--- DATA TO USE ---

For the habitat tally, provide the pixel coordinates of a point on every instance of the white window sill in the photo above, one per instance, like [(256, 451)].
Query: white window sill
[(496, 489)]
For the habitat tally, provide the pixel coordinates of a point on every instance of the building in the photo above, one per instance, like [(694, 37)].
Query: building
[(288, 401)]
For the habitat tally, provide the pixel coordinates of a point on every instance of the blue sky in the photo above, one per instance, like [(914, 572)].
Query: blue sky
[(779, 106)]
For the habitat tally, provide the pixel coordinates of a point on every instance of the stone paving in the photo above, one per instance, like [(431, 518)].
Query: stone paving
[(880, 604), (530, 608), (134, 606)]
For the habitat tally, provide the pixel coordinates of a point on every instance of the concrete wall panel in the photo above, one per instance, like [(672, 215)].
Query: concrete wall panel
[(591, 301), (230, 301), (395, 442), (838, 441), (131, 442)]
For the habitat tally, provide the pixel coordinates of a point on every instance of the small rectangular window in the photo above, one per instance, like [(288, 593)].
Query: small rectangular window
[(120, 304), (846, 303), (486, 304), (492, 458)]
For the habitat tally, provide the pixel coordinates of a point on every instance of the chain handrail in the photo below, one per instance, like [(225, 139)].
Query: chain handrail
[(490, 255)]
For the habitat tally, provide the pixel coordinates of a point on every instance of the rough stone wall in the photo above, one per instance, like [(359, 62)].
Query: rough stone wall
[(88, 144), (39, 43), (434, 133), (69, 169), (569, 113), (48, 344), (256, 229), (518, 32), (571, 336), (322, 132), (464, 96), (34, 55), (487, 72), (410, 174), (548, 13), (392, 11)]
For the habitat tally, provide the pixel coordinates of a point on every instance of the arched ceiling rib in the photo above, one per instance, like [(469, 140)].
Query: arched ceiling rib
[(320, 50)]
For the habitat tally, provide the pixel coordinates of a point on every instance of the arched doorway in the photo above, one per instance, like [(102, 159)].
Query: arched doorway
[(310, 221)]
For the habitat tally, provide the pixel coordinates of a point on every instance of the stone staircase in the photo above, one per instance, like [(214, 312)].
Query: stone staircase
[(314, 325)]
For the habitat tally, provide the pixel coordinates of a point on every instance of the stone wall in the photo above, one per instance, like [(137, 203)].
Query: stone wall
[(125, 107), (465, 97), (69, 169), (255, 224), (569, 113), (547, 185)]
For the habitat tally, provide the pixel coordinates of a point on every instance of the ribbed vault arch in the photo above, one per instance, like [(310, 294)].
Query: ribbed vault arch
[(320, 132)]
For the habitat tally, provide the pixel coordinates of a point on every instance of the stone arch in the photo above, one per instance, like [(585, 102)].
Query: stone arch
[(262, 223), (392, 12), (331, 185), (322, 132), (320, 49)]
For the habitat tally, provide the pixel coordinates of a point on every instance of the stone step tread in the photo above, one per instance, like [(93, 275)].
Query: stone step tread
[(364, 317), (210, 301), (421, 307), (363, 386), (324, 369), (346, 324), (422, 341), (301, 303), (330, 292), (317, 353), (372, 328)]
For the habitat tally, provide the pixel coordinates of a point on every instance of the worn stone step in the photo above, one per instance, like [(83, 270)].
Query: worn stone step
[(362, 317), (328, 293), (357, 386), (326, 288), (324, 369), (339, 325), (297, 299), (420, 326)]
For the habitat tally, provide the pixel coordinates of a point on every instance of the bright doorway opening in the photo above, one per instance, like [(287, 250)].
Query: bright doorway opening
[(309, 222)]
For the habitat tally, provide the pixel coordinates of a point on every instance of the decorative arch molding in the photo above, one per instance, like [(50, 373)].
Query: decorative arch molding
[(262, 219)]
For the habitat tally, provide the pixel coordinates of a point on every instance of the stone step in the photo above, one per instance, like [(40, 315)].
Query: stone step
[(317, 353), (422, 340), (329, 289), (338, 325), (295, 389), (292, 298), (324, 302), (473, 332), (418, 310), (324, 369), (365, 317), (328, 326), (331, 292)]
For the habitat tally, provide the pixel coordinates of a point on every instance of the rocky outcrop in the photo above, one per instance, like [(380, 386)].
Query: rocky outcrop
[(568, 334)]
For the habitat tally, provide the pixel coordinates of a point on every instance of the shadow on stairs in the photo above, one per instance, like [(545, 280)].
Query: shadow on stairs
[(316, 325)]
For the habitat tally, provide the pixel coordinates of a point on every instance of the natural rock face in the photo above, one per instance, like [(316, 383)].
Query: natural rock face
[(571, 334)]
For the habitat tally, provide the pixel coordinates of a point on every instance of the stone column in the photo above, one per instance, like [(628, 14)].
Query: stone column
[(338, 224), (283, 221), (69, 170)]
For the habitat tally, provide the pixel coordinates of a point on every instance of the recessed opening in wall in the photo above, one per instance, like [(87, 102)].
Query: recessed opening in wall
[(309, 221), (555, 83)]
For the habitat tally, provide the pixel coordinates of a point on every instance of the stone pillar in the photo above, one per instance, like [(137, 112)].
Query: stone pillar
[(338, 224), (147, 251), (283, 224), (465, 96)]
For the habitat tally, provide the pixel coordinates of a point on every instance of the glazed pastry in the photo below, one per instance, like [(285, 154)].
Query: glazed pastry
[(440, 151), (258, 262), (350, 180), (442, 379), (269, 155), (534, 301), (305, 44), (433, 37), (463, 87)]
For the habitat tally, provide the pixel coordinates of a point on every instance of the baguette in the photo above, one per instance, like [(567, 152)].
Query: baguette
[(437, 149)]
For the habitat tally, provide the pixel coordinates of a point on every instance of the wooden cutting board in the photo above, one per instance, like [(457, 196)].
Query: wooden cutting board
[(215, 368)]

---

◆ PROBLEM:
Transcribe the data above in full, exactly.

◆ SOLUTION FOR THIS EXERCISE:
For the habitat tally, provide the pixel coordinates of a point on every instance of the white window sill in the photo above, one per instance, like [(256, 451)].
Query: white window sill
[(496, 489)]
For the habitat tally, provide the pixel coordinates of a point on every instance of the building in the photo above, one per instance, like [(694, 37)].
Query: building
[(288, 401)]
For the habitat tally, provide the pixel coordinates of a point on every instance of the blue sky in the photo above, one per instance, like [(914, 572)].
Query: blue sky
[(779, 106)]
For the habitat tally, provide the pixel coordinates of a point on every instance of the stone paving in the photo above, one per instance, like [(431, 518)].
Query: stone paving
[(880, 604), (530, 608), (134, 606)]
For the habitat tally, provide the pixel coordinates of a point on every instance of the concrete wall panel in the photo above, one per instance, like [(672, 215)].
Query: concrete wall panel
[(591, 301), (230, 301), (395, 442), (838, 441), (131, 442)]
For the habitat tally, provide the pixel coordinates of a point on every instance of the small rectangular window in the photo above, one per instance, like [(288, 593)].
Query: small rectangular window
[(120, 304), (846, 303), (486, 304), (492, 458)]
For the habitat tally, provide the pixel coordinates of a point on every instance of the chain handrail in the photo below, one per instance, like [(225, 139)].
Query: chain handrail
[(490, 255)]
For the habitat tally, provide the pixel coordinates of a point on every instance of the rough stone wall in the photo above, one per instance, like [(359, 62)].
Query: rough stone wall
[(88, 144), (39, 43), (434, 133), (69, 169), (569, 113), (48, 344), (256, 229), (518, 32), (571, 336), (322, 132), (464, 96), (34, 55), (487, 72), (410, 174), (548, 13), (392, 11)]
For the habitat tally, provide the pixel coordinates of a point on every instance of the arched ceiling rib in the photo above, one per instance, like [(469, 140)].
Query: arched ceiling rib
[(320, 50)]
For the habitat tally, provide the pixel coordinates of a point on every instance of the arched doorway in the photo above, one per instance, like [(102, 159)].
Query: arched doorway
[(310, 221)]
For the habitat tally, provide the pixel coordinates of a point on every instance of the stone staircase in the photo above, one per instance, like [(214, 312)].
Query: stone staircase
[(314, 325)]
For the habitat tally, provide the pixel coordinates of a point on every instance of the stone wall in the photo above, one per instance, like [(137, 203)].
Query: stone wall
[(125, 107), (465, 97), (69, 169), (255, 224), (569, 113), (547, 185)]
For the habitat tally, provide the pixel coordinates of a point on every instance of the ribbed vault arch in the photo above, one per instance, like [(310, 294)].
Query: ribbed vault arch
[(320, 132)]
For the habitat tally, provide the pixel coordinates of a point on every instance of the stone arch in the photo above, one per instance, like [(585, 102)].
Query: stone arch
[(262, 223), (392, 12), (331, 185), (322, 132), (320, 49)]
For the habitat tally, provide the pixel coordinates of a point on every instance of the stone step tread in the photo above, one per instance, like [(93, 275)].
Query: stone step tread
[(364, 317), (210, 301), (421, 307), (363, 386), (324, 369), (346, 324), (422, 341), (301, 303), (330, 292), (317, 353), (372, 328)]
For the habitat tally, provide the pixel coordinates of a point on every instance of the worn stone step in the photo above, one per instance, like [(83, 270)].
Query: worn stone step
[(362, 317), (328, 293), (357, 386), (326, 288), (324, 369), (339, 325), (297, 299), (420, 326)]
For the habitat tally, provide the pixel coordinates of a point on every instance of the bright doorway opening in the photo above, one per instance, like [(287, 250)].
Query: bright doorway opening
[(309, 222)]
For the habitat tally, provide the pixel coordinates of a point on every instance of the decorative arch molding in the photo above, one per instance, like [(50, 373)].
Query: decorative arch molding
[(262, 219)]
For the habitat tally, provide the pixel coordinates of a point on every instance of the stone step in the photo above, one per instance, like [(40, 315)].
Query: stone step
[(317, 353), (422, 340), (329, 289), (338, 325), (295, 389), (292, 298), (324, 302), (473, 332), (418, 310), (324, 369), (365, 317), (328, 326), (331, 292)]
For the habitat tally, provide the pixel coordinates of a point on every instance of the rocky outcrop in the photo above, one per instance, like [(380, 386)].
Query: rocky outcrop
[(568, 334)]
For the habitat tally, provide the pixel coordinates of a point on every instance of the shadow on stairs in the photo above, one per instance, like [(545, 280)].
Query: shadow on stairs
[(316, 325)]
For the habitat tally, provide the pixel coordinates of a point on every instance of the natural rock face in the photo above, one per instance, like [(316, 383)].
Query: natural rock face
[(571, 334)]
For the habitat tally, provide the pixel coordinates of a point on every instance of the stone column in the photo above, one per instance, like [(628, 14)].
Query: stone column
[(338, 224), (283, 221), (69, 170)]
For the habitat tally, provide the pixel coordinates of a point on every instance of the recessed opening in wall in the photo above, one per instance, like [(87, 102)].
Query: recessed opening in wall
[(309, 221), (555, 83)]
For the habitat tally, provide the pixel coordinates of a point on every instance of the stone pillar in the photo above, one per instance, like [(137, 112)].
Query: stone pillar
[(338, 224), (147, 251), (283, 224), (465, 96)]
For the habitat tally, provide the pixel coordinates of a point on every instance of the glazed pastry in the photo below, one per instance, like [(285, 154)].
Query: glazed pastry
[(440, 151), (258, 262), (350, 180), (442, 379), (269, 155), (534, 301), (305, 44), (433, 37), (463, 87)]
For the habitat tally, provide the pixel coordinates of a point on every instance of the baguette in the photo above, one per instance, like [(567, 152)].
Query: baguette
[(437, 149)]
For the habitat tally, provide the pixel coordinates of a point on every instance of the wooden cutting board in the photo above, one per instance, like [(457, 196)].
Query: wooden cutting board
[(215, 368)]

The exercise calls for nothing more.